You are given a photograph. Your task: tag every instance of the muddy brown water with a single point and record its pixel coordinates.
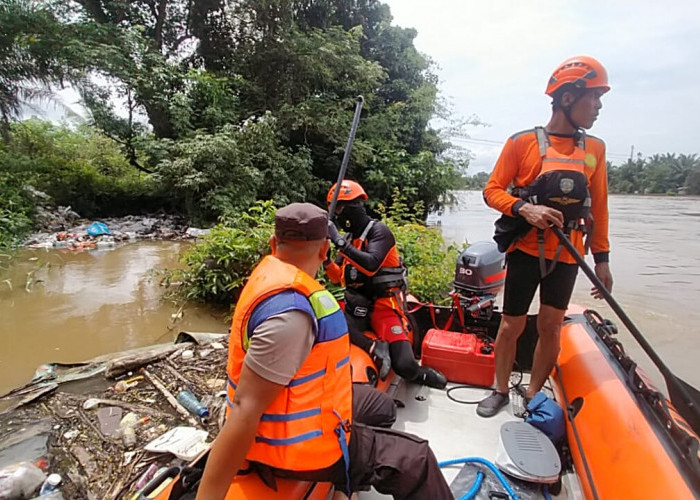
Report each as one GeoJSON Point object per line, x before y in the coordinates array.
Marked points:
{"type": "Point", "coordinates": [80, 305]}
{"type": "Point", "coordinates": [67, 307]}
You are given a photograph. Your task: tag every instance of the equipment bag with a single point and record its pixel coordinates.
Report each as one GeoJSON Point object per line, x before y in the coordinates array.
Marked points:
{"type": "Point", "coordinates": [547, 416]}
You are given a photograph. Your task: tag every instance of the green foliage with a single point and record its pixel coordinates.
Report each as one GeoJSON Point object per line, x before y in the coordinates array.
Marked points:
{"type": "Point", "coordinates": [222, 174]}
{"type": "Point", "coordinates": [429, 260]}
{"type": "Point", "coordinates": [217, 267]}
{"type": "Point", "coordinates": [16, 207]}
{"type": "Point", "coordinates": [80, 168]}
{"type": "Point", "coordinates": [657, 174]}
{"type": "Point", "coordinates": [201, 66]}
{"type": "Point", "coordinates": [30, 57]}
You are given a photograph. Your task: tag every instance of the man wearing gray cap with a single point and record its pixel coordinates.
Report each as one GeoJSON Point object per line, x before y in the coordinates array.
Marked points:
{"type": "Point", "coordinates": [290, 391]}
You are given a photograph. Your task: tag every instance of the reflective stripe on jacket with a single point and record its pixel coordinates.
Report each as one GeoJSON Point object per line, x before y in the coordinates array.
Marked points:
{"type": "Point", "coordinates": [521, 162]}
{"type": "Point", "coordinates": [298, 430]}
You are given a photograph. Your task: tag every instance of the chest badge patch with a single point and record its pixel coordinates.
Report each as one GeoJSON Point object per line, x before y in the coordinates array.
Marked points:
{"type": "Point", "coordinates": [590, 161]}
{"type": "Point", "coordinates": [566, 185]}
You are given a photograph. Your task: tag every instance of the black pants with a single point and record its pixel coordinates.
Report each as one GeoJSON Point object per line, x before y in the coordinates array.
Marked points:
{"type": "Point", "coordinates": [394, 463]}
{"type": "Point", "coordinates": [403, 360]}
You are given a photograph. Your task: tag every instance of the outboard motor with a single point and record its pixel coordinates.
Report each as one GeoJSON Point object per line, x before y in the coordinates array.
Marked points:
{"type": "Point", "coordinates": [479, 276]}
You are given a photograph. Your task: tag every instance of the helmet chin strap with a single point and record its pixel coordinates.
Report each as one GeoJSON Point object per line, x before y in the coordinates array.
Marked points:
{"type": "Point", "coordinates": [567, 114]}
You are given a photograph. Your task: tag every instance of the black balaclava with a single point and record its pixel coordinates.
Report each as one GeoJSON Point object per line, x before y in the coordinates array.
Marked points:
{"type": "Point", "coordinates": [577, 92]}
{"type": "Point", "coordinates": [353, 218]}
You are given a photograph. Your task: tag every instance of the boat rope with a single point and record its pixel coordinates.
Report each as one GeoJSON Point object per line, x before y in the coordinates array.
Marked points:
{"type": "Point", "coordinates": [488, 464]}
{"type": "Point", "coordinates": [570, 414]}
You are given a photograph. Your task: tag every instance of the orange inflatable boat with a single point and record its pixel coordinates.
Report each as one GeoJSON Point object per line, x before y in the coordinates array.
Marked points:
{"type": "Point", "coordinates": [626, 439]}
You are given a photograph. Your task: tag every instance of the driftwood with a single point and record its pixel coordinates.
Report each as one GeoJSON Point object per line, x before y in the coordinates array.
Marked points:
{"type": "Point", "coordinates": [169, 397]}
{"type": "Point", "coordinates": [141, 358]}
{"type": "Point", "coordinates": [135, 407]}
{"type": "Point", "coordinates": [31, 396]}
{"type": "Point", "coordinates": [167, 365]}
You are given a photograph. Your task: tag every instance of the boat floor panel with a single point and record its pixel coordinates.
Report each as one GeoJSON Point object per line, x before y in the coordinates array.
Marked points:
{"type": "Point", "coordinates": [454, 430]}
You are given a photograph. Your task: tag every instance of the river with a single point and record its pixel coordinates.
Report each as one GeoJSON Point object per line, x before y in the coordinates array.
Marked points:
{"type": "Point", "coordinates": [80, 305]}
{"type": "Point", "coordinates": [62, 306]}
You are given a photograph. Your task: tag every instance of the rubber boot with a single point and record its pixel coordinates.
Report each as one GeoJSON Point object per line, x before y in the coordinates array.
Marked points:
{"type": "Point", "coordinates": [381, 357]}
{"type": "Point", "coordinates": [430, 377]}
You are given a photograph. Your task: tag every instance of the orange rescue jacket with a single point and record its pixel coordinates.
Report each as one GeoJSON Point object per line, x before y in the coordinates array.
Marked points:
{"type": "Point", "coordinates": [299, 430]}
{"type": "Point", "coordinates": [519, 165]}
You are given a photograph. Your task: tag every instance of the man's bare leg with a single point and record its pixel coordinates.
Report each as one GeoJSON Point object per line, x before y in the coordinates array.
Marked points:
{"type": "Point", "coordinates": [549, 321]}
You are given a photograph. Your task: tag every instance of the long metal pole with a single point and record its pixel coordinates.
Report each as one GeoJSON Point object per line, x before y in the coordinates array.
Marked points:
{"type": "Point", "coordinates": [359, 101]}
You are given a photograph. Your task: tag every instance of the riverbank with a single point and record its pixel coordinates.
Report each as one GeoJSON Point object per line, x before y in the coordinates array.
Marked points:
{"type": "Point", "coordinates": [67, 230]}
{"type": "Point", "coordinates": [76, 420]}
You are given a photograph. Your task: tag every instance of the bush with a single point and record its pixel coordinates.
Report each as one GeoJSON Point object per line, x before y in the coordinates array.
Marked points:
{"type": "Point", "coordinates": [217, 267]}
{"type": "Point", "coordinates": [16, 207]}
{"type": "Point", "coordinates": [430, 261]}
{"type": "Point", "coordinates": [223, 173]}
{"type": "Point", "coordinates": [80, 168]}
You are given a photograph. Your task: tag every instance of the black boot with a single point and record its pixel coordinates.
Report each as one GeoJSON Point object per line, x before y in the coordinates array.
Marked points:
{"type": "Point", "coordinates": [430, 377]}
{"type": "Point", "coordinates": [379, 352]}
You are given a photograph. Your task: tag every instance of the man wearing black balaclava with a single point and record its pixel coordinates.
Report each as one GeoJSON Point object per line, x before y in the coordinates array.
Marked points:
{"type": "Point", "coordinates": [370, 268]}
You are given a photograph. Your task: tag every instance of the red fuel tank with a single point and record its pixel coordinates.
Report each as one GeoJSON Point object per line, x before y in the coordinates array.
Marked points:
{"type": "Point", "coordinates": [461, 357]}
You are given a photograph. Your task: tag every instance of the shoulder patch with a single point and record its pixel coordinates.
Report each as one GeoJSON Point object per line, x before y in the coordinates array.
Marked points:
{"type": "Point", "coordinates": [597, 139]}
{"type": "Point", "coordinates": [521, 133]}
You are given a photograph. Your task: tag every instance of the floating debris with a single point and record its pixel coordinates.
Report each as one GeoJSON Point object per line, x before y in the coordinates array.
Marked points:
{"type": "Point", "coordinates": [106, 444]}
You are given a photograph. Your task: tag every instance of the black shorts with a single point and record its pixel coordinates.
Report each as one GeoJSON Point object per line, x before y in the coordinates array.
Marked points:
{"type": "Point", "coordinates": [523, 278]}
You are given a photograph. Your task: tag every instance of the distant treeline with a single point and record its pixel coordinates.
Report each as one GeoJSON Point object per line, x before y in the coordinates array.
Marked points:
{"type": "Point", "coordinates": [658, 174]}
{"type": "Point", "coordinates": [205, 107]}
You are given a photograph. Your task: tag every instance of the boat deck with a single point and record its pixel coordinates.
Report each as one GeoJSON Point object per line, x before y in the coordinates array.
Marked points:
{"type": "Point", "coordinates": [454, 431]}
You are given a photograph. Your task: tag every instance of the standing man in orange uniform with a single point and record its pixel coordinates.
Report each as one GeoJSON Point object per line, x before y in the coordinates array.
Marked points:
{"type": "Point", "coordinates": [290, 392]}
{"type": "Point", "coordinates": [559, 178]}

--

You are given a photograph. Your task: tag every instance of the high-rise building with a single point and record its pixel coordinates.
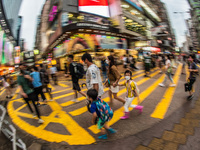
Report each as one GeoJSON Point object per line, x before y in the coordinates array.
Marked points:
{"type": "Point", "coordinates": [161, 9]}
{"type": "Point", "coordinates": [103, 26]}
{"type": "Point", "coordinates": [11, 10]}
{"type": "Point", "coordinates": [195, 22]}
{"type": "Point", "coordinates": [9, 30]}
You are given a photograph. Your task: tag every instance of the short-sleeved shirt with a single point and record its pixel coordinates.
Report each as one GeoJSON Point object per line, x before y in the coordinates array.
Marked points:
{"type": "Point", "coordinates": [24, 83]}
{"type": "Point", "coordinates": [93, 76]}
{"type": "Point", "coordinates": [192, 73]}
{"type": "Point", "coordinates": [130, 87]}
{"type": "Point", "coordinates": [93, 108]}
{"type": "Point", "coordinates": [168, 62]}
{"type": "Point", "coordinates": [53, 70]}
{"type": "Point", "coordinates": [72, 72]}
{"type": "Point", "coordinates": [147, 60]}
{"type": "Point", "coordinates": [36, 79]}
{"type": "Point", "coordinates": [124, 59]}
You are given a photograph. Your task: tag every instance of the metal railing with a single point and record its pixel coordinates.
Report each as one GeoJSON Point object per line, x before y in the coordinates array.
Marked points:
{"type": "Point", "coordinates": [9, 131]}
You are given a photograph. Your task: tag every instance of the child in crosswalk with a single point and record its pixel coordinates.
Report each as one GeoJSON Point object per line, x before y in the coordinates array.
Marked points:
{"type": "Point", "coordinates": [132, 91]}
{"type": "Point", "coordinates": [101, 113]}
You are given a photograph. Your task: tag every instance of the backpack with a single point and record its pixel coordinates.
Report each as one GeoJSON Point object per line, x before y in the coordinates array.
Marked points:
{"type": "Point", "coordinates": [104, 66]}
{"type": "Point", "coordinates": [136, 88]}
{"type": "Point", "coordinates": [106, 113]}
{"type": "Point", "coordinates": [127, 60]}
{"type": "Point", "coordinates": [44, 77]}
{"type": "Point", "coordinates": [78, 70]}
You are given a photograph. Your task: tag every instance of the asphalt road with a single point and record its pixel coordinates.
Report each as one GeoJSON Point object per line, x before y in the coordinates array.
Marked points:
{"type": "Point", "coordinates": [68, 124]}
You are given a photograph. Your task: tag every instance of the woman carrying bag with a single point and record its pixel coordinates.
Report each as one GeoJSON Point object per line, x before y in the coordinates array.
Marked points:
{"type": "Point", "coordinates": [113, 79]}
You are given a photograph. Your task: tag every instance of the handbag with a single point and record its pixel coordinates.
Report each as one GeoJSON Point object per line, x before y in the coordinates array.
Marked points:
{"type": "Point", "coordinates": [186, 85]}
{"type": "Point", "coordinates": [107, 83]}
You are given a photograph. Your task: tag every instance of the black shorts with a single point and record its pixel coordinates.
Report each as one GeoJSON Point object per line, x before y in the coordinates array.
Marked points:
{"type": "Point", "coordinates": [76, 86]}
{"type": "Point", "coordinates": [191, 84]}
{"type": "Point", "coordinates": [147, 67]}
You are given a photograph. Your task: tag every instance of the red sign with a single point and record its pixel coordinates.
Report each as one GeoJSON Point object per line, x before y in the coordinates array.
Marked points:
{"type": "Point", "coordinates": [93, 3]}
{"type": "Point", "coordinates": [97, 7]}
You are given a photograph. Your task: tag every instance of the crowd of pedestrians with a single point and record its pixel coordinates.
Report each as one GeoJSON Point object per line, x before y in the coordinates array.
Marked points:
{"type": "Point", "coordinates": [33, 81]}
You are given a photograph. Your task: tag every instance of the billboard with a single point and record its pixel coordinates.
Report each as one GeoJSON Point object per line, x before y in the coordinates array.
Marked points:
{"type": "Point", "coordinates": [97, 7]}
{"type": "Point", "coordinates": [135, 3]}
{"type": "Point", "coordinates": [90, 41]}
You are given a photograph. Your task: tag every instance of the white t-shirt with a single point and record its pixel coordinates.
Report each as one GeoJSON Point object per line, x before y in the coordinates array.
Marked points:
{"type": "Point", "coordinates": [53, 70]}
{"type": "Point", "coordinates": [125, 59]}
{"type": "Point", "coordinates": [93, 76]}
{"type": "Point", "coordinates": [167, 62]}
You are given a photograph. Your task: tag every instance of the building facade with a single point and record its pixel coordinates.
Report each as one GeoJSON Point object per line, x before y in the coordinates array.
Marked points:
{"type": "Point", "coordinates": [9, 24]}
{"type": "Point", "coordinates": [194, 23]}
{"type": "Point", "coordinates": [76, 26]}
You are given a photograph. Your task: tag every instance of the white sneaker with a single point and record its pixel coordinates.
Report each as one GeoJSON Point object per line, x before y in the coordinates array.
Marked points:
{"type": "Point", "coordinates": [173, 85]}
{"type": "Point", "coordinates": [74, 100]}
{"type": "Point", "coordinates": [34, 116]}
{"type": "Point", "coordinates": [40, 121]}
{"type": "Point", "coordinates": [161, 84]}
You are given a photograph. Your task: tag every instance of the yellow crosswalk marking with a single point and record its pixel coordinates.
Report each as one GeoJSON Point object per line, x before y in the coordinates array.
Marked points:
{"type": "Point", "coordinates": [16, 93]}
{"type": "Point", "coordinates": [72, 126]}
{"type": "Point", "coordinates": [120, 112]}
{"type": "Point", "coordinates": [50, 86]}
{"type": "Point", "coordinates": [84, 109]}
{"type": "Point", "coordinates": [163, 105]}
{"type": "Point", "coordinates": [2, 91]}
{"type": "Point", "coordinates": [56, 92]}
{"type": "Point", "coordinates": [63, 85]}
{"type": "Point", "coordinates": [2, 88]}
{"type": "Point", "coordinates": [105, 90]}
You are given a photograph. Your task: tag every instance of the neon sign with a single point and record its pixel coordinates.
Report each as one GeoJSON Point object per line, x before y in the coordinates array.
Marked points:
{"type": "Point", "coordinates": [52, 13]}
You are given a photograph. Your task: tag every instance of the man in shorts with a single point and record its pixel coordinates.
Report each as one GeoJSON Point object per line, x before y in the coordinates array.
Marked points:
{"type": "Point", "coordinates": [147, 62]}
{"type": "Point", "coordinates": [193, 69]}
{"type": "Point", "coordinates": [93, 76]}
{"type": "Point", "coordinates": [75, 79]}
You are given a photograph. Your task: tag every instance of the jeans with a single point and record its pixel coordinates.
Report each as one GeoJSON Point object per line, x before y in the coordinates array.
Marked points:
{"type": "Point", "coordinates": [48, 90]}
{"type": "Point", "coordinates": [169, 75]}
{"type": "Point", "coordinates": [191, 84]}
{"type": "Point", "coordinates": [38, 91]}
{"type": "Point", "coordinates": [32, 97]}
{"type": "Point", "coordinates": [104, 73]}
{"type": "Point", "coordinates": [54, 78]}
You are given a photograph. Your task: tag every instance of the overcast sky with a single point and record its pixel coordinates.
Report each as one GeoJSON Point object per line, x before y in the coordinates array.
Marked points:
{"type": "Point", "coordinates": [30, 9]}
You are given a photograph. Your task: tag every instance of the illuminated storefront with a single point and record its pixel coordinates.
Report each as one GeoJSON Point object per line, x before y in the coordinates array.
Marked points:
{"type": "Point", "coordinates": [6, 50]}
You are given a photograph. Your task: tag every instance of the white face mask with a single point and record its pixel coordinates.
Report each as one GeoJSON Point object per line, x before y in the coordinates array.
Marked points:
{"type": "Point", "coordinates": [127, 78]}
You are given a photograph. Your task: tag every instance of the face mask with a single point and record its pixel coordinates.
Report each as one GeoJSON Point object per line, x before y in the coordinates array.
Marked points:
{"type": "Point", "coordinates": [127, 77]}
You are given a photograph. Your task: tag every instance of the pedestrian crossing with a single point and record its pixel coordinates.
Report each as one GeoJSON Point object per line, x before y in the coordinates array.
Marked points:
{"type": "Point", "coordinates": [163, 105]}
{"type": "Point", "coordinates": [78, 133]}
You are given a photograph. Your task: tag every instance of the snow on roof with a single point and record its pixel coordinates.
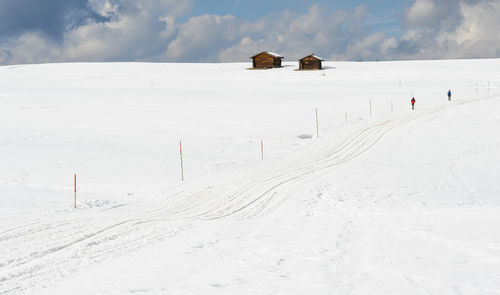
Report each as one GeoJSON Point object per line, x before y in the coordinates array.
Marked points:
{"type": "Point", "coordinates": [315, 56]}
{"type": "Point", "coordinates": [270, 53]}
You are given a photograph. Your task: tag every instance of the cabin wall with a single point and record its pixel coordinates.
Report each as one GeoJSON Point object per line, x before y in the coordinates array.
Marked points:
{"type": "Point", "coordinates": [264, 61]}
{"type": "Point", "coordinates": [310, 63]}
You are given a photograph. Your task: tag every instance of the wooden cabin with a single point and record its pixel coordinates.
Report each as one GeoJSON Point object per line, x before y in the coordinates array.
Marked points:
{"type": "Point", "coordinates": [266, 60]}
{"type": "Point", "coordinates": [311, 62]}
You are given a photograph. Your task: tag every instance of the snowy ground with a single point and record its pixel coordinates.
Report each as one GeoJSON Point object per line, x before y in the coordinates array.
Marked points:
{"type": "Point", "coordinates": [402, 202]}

_Required work:_
Gather each line of the material above that contains the word "sign", and copy those lines out in full.

_Solution for this task:_
You are given a photograph. Your task: tag every instance of the red sign with a single point and record its pixel coordinates.
You are given a photograph. Your task: tag every instance of the neon sign with a single point and record its pixel coordinates.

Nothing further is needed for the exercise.